PROBLEM TO SOLVE: Here is a listing; work out how many of its lines contain the word "target", and state only that number.

DATA SUPPLIED:
______
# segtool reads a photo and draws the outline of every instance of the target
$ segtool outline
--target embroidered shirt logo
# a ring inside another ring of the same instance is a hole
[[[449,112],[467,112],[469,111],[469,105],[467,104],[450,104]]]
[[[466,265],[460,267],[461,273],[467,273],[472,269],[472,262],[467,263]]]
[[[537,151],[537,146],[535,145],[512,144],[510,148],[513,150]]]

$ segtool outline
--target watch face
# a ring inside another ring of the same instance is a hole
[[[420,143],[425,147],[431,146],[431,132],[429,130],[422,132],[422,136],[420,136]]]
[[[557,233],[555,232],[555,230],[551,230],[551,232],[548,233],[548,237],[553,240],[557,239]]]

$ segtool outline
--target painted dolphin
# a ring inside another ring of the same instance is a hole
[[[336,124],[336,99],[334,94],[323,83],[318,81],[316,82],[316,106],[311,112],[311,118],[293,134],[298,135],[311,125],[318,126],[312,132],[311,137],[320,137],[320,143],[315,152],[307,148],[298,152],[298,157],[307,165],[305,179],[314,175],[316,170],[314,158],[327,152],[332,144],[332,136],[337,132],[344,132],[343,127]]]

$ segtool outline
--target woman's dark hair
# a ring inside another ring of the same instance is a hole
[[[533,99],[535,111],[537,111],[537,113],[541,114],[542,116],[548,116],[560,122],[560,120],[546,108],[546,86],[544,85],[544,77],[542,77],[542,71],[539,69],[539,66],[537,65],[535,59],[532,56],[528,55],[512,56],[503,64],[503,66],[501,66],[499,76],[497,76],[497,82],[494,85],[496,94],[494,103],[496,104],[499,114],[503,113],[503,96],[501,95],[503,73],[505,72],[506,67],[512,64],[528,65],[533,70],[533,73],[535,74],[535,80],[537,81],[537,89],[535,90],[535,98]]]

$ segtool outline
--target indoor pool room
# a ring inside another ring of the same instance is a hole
______
ANSWER SPACE: 6